** start of RECORDS FOR THE EXERCISE **

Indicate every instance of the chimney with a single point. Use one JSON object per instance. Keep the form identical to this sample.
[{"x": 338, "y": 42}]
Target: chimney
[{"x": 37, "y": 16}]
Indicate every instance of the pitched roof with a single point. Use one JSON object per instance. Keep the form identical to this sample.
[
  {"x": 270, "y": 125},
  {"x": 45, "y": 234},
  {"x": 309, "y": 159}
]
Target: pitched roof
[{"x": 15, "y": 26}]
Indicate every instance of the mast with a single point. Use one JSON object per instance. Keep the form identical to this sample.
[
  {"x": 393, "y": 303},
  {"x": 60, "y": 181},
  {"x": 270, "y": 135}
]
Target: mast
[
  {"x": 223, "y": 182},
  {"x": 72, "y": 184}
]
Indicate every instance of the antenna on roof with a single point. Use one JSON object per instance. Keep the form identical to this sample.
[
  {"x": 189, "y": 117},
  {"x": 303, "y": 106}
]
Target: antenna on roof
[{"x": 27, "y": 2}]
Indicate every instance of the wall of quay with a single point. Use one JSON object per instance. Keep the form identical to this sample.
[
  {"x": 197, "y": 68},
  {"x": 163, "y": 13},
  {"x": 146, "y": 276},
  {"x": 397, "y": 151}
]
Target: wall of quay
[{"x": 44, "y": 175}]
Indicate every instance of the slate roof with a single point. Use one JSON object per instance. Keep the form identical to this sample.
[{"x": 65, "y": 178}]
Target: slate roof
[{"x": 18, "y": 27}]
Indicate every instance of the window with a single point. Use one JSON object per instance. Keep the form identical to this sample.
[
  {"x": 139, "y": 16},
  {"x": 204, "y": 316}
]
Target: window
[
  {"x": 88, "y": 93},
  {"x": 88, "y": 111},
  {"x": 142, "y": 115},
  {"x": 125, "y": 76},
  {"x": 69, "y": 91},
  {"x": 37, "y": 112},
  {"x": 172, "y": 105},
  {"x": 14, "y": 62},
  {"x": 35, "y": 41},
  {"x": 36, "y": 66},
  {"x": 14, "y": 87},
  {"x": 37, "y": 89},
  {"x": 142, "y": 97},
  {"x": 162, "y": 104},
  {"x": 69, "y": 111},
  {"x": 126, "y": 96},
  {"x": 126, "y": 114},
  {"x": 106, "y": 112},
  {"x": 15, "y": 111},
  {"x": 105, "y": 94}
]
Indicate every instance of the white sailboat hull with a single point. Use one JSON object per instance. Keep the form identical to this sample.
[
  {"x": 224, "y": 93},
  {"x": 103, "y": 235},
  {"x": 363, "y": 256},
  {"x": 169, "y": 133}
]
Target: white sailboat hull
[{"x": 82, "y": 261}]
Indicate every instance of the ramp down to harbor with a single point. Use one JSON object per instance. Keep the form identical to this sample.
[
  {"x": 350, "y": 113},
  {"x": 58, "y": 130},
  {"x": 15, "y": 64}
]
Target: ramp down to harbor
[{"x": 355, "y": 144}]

** end of RECORDS FOR THE EXERCISE **

◆ **THE TASK**: Give every line of the material again, exactly as it reads.

◆ **SOLVED PROBLEM**:
Indicate every instance of the chimney with a single point. Use one JSON object per instance. Keep the form identical to this sample.
[{"x": 338, "y": 42}]
Target: chimney
[{"x": 37, "y": 16}]
Indicate every instance of the pitched roof with a single point. Use one JSON object per instance. Keep the form identical to this sample.
[
  {"x": 270, "y": 125},
  {"x": 45, "y": 234},
  {"x": 309, "y": 159}
]
Target: pitched roof
[{"x": 15, "y": 26}]
Indicate every instance of the mast with a single point. Use one JSON object per instance. Keep the form identical to this sample.
[
  {"x": 393, "y": 303},
  {"x": 60, "y": 181},
  {"x": 270, "y": 135}
]
Target: mast
[
  {"x": 223, "y": 182},
  {"x": 72, "y": 184}
]
Indicate every instance of the antenna on roof with a single point. Use one JSON object per instance. Keep the form identical to this sample.
[
  {"x": 189, "y": 117},
  {"x": 303, "y": 106}
]
Target: antenna on roof
[{"x": 27, "y": 2}]
Indicate every instance of the wall of quay with a single point. Use one JSON object per instance. Keep the form identical to this sample.
[
  {"x": 197, "y": 68},
  {"x": 163, "y": 13},
  {"x": 146, "y": 276},
  {"x": 397, "y": 151}
]
Target: wall of quay
[{"x": 44, "y": 175}]
Indicate every instance of the slate roof with a single point. Use one JSON object per instance. Keep the form identical to this sample.
[{"x": 65, "y": 178}]
Target: slate roof
[{"x": 18, "y": 27}]
Indicate every instance of the window with a single point. Use one JSON object per instance. Keep the form identical to this sample.
[
  {"x": 139, "y": 16},
  {"x": 204, "y": 316}
]
Target: window
[
  {"x": 88, "y": 93},
  {"x": 88, "y": 111},
  {"x": 142, "y": 115},
  {"x": 125, "y": 76},
  {"x": 69, "y": 91},
  {"x": 37, "y": 112},
  {"x": 172, "y": 105},
  {"x": 14, "y": 62},
  {"x": 35, "y": 41},
  {"x": 36, "y": 66},
  {"x": 14, "y": 87},
  {"x": 37, "y": 89},
  {"x": 142, "y": 97},
  {"x": 162, "y": 104},
  {"x": 69, "y": 111},
  {"x": 126, "y": 96},
  {"x": 126, "y": 114},
  {"x": 106, "y": 112},
  {"x": 15, "y": 111},
  {"x": 105, "y": 94}
]
Indicate every instance of the white sailboat hull with a single point. Use one JSON object per instance. Keep the form identical to this sample.
[
  {"x": 224, "y": 93},
  {"x": 103, "y": 235},
  {"x": 363, "y": 256},
  {"x": 169, "y": 133}
]
Target: white sailboat hull
[{"x": 82, "y": 261}]
Indicate every instance of the ramp down to harbor with a single point. Use one JSON object per instance. Keep the form identical to this sample.
[
  {"x": 350, "y": 113},
  {"x": 58, "y": 130},
  {"x": 15, "y": 64}
]
Target: ramp down to harbor
[{"x": 355, "y": 144}]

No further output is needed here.